# [Extract provided]
=== Begin Enclosure ===

4. General conclusion and outlook
We have documented the crosstalk between the tidal and circadian rhythms in the distance that a red knot moved from its roost during foraging (figure 3). This is reminiscent of the circadian modulation of tidal behaviour observed in both Eurydice and the mangrove cricket. Thus, we suspect that in all these organisms the brain centres dedicated to expressing tidal and circadian phenotypes will be anatomically connected and, therefore, signalling reciprocally to each other.
The next challenge is to find which genes encode tidal/lunar time in the above-described invertebrates. Once invertebrate lunar/tidal genes are identified, homology should allow the isolation of similar genes in vertebrates like red knots. We might predict that the tidal genes that generate the approximately 12.4 h behavioural cycles might also encode cycling mRNAs by analogy with their circadian counterparts. Might these (as yet unidentified) putatively 12 h tidally cycling mRNAs show among-individual fluctuations to account for the variation in tidal rhythms observed in red knots? Could these mRNAs still be cycling in the biparental incubating species but their output is suppressed? Would any future identification of a tidally cycling mRNA in a tidal vertebrate suggest a co-option of a previously 12 h cycling mRNA in a terrestrial circadian species [45,46] that was re-used to generate tidal phenotypes when the species moved to an intertidal environment?
Whatever the identity of these tidal or lunar genes, the conservation of circadian genes in invertebrates and vertebrates might suggest that the same will be true also for tidal and lunar genes [47]. Tidal genes will initially be identified in invertebrates, but homology with vertebrate genes will be expected to open up interesting possibilities for mechanistic studies of the clock in intertidal birds. For example, using in situ hybridization will identify the brain regions that have tidally cycling molecules and comparing these regions with those areas that show circadian cycling molecules will detect both oscillators.

=== End Enclosure ===

# [Your goal]
In the conclusion section above, how long are the behavioral cycles that tidal genes are predicted to generate?

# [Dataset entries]
=== Begin Enclosure ===

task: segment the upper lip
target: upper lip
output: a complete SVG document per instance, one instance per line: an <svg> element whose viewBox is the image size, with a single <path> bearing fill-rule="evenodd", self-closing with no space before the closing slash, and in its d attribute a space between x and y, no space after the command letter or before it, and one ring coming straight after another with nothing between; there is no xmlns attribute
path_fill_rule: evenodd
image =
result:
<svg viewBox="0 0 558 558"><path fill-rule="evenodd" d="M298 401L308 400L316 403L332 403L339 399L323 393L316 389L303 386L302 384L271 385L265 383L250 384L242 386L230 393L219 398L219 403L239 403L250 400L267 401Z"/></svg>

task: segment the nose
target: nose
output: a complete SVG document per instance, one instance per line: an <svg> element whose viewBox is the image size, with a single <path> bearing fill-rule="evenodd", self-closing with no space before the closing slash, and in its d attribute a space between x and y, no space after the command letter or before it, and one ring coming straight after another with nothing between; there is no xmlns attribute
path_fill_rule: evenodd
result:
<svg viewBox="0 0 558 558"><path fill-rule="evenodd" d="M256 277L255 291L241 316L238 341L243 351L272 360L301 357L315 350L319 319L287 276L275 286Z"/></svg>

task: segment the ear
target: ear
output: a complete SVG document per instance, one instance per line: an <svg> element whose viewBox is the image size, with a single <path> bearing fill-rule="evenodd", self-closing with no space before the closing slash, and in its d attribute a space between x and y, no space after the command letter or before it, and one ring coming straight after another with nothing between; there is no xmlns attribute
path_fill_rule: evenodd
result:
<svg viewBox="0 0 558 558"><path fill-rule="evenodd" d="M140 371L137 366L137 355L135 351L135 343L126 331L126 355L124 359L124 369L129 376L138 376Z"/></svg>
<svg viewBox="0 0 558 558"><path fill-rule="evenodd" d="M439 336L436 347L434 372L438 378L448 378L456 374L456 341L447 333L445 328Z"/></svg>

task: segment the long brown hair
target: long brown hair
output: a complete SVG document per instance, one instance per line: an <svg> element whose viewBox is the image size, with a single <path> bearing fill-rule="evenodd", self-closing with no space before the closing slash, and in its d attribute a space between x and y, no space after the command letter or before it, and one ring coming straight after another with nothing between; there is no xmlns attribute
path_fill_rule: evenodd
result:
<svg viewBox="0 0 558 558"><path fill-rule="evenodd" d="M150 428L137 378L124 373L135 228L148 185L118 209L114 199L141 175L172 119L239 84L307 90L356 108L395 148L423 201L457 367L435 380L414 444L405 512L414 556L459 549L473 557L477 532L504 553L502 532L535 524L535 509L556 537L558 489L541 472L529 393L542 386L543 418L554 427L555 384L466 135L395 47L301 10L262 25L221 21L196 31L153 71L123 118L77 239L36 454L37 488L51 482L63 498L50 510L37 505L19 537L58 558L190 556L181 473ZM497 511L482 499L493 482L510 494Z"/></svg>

=== End Enclosure ===

# [Result]
Approximately 12.4 hours.